In the past academic year, universities reported an overall course pass rate of 88 percent for white students, while Maori students achieved an 80 percent pass rate, and Pacific students reached only 69 percent. Similarly, at polytechnics, European students achieved an 81 percent pass rate, with Maori and Pacific students achieving 72 percent and 70 percent, respectively. The success rates of Asian and other student groups were not addressed in RNZ's report.
Among the ideas
presented by those interviewed by RNZ to achieve educational parity was a call
for Maori students to have a more significant voice and involvement in
university governance, as well as the implementation of initiatives like
increased funding for cultural programs. RNZ made no attempt to canvass ideas
that might help Pacific students. One researcher at Auckland University, Dr.
Sereana Naepi, blamed the academic staff for not using teaching methods that ensure
equitable outcomes, emphasizing the importance of incentivizing them to do so.
TEC's
vision of achieving academic success for Maori and Pacific students at the same
rate as white students is a cause for concern for several reasons. First and
foremost, to mandate equality in an educational institute that is not reflected
in society is a simplistic and naïve approach that smacks of the sort of command-and-control
policies a fascist or communist regime would have. Secondly it is
discriminatory because it ignores the disparities among other ethnicities. Asian
students have a pass rate 6% below that of white students and just 2% higher
than Maori students, yet TEC ignores that.
A new
government is going to have to address our increasingly discriminatory public
service sector. It must identify individuals responsible for prioritizing the
needs of Maori and Pacific students over those of other groups and question why
the same level of attention is not given to Asian students in this case. The
ACT and National parties are advocating for a reduction in the public service
workforce, which could serve as an effective measure to address racial biases
within the system by just getting rid of the racists.
Professor
Damon Salesa, Vice-Chancellor of AUT, made a valuable point which highlights
the naivety of TEC in making this mandate. He emphasized that universities are
being tasked with addressing disparities rooted in broader societal issues. Educational
disparities more often than not stem from factors such as family backgrounds,
intergenerational poverty, the quality of the compulsory education sector, and
the cost of living, he said.
The tragedy
of TEC's focus on racial parity for Maori and Pacific students is that it
overlooks the individual challenges faced by students from all backgrounds.
Professor Salesa rightly pointed out that educational disparities often have
their origins outside the educational sphere, such as socio-economic disadvantages
and generational poverty. Instead of striving for racial parity, TEC should set
a goal to ensure that students from disadvantaged backgrounds succeed on par
with their more privileged peers. This would be a truly commendable vision.
If TEC was to adopt such a vision it would find that not only has education become more equitable for people from all backgrounds, but the racial parity problem it is fixated on will have been solved as well.
Robin Grieve, a tutor, orchardist and retired farmer, is
Chairman of Pastural Farming Climate Research HERE.
6 comments:
Robin is correct and what is going on in our universities is as disgraceful as what is going on in secondary education. In both we attribute disparate outcomes to systemic bias and we have calls for parity in outcomes across demographic groups.
But how is parity to be achieved? Are we to go easy in marking and grading on particular students? Why not a curriculum that is oriented heavily towards one ethnic group? That is exactly what we are getting in early childhood, primary and secondary education.
Unfortunately, all Government agencies that have to do with education need to be re-built from scratch because they are quite beyond repair.

Record extracts:
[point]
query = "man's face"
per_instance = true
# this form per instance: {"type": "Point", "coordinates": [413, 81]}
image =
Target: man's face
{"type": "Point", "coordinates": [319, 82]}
==
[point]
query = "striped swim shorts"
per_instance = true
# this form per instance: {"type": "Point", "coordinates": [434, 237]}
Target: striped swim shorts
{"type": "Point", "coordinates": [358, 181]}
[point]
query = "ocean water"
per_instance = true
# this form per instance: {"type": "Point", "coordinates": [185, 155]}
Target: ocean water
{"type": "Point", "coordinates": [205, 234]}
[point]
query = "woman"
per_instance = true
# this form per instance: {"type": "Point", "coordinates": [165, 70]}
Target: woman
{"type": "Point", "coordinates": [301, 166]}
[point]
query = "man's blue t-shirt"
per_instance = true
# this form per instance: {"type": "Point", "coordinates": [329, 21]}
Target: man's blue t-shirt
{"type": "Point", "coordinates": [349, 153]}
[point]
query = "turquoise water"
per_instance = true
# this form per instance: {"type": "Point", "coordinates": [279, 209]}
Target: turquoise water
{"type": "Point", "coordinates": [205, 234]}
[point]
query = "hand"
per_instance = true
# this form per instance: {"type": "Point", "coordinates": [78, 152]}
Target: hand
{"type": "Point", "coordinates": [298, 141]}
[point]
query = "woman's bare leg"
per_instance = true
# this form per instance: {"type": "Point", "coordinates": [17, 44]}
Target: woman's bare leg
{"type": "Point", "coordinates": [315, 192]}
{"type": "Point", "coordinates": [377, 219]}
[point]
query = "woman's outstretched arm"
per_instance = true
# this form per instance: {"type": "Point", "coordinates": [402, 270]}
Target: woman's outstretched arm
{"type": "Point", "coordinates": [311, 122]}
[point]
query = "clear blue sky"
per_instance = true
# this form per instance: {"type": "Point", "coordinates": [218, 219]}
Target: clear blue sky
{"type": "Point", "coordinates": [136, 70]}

Parts of the exercise:
• 1. Reproduce the passage of the opinion piece on university pass rates between "If TEC was to" and "solved as well.", inclusive, substituting "goal" for "vision".
• 2. According to the opinion piece on university pass rates, what overall course pass rate did Pacific students reach at universities in the past academic year?
Answer using only the opinion piece on university pass rates.

Exercise solutions:
• 1.
If TEC was to adopt such a goal it would find that not only has education become more equitable for people from all backgrounds, but the racial parity problem it is fixated on will have been solved as well.

• 2. 69 percent